Requirement: A faithful copy of all the data below, please; leave no line out.

----------------------------------------

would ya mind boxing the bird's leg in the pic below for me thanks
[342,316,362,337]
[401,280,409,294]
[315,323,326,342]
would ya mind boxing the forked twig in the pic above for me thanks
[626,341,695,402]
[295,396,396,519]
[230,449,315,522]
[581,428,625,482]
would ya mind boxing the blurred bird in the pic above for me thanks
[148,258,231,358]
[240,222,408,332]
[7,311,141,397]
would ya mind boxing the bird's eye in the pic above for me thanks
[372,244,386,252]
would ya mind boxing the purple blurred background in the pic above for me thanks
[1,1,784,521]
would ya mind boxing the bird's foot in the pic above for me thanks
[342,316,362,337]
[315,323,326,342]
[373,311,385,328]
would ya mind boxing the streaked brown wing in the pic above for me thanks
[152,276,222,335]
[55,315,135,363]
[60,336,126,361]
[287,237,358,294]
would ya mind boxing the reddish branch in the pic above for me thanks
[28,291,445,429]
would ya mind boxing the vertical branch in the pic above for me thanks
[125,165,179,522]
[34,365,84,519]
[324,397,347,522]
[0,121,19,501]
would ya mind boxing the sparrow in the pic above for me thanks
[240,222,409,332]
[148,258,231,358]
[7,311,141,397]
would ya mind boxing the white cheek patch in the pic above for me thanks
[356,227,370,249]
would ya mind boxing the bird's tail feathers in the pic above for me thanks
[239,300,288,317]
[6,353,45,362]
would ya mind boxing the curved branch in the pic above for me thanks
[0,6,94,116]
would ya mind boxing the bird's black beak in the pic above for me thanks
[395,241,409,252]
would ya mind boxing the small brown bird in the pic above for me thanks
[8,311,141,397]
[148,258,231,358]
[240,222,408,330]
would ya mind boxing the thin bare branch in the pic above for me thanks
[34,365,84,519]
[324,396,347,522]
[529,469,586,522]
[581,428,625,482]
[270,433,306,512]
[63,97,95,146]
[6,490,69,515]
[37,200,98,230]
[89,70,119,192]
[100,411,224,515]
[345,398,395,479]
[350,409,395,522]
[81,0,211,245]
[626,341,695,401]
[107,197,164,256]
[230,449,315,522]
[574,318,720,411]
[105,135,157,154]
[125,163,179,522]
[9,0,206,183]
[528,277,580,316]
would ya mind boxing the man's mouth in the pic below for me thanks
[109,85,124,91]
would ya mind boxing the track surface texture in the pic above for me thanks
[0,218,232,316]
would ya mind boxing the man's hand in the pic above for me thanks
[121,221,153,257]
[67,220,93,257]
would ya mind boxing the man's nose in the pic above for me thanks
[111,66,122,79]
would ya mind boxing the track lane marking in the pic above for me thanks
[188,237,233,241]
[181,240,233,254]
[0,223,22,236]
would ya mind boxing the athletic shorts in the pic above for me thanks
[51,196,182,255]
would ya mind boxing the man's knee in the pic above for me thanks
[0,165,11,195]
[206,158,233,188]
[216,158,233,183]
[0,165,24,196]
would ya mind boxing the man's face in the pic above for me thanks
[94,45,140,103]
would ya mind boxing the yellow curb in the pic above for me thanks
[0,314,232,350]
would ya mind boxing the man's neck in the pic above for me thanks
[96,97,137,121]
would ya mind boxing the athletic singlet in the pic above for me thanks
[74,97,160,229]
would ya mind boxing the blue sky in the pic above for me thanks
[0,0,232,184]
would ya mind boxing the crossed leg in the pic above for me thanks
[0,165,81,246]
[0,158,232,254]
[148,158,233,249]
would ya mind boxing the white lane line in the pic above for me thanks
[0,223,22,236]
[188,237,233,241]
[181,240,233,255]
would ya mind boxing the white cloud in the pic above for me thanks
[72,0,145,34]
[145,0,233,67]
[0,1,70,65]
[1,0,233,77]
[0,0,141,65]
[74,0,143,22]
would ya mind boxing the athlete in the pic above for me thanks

----------------------------------------

Finished task:
would ya mind boxing the bird's leg in the pic below for me thanks
[342,316,362,337]
[401,280,409,294]
[315,323,326,342]
would ya mind boxing the forked twig in the pic above for me thanks
[626,341,695,402]
[295,396,396,519]
[230,449,315,522]
[581,428,625,482]
would ya mind boxing the blurred bird in the pic above for me thanks
[148,258,231,358]
[240,222,408,332]
[7,311,141,397]
would ya mind boxing the bird's eye in the pic above for me thanks
[372,244,386,252]
would ya mind boxing the purple blurred background in the pic above for me thanks
[1,1,784,521]
would ya mind boxing the bird's foot in the pic above for me thanks
[342,316,362,337]
[315,323,326,342]
[373,311,385,328]
would ya mind boxing the streaked brown wing in the pic above for me thanks
[152,276,222,335]
[55,315,135,363]
[60,336,126,361]
[287,237,358,294]
would ya mind boxing the reddish branch in the pic above for me thanks
[28,291,445,429]
would ya mind boxing the vertical branch in the pic above for me thanks
[125,165,179,522]
[34,365,84,519]
[324,397,347,522]
[0,121,19,501]
would ya mind boxing the sparrow in the pic above for me thanks
[240,222,409,332]
[148,258,231,358]
[7,311,141,397]
would ya mind boxing the white cheek patch in the pic above for me thanks
[356,227,370,249]
would ya mind boxing the bird's tail feathers in the pic above for me thanks
[239,300,288,317]
[6,353,45,362]
would ya mind boxing the curved branch in the pic above for me thanks
[0,6,94,116]
would ya mind boxing the bird's black beak in the pic above for me thanks
[395,241,409,252]
would ya mind boxing the small brown bird in the pic above for me thanks
[8,311,141,397]
[148,258,231,358]
[240,222,408,330]
would ya mind boxing the thin bare branch in the pic above for me thanks
[34,365,84,519]
[324,396,347,522]
[529,469,586,522]
[581,428,625,482]
[270,433,306,512]
[63,97,95,146]
[6,490,69,515]
[37,200,98,230]
[89,70,119,192]
[100,411,224,515]
[345,398,395,479]
[350,409,395,522]
[81,0,211,245]
[626,341,695,401]
[107,197,164,256]
[230,449,315,522]
[574,318,720,411]
[105,135,157,154]
[125,163,179,522]
[9,0,206,183]
[528,277,580,316]
would ya mind boxing the man's mouth in the pic below for me thanks
[109,85,124,91]
would ya mind boxing the track surface texture in the pic above for me thanks
[0,218,232,316]
would ya mind boxing the man's hand in the pic above for me thanks
[121,221,153,257]
[67,220,93,257]
would ya mind boxing the man's nose in the pic above for me thanks
[111,66,122,79]
would ya mind boxing the track lane marking in the pic above for me thanks
[188,237,233,241]
[181,240,233,254]
[0,223,22,236]
would ya mind boxing the athletic shorts in the pic above for me thanks
[51,196,182,255]
would ya mind boxing the man's knee in the pic above for me thanks
[0,165,11,195]
[206,158,233,188]
[216,158,233,183]
[0,165,24,196]
would ya mind boxing the man's face in the pic above for me thanks
[94,45,140,103]
would ya mind boxing the yellow curb in the pic above for me thanks
[0,314,232,350]
would ya mind boxing the man's neck in the pic above for me thanks
[96,97,137,121]
would ya mind boxing the athletic singlet in the pic above for me thanks
[74,97,160,229]
would ya mind boxing the blue sky in the pic above for me thanks
[0,0,232,184]
would ya mind boxing the crossed leg in the pic above for me thanks
[0,165,81,246]
[0,158,232,254]
[148,158,233,249]
would ya mind boxing the white lane line in the pic above for me thanks
[0,223,22,236]
[188,237,233,241]
[181,240,233,255]
would ya mind boxing the white cloud in the pic above for me thanks
[72,0,145,34]
[145,0,233,67]
[0,1,70,65]
[1,0,233,77]
[0,0,141,65]
[74,0,143,22]
would ya mind boxing the athlete in the pic above for me thanks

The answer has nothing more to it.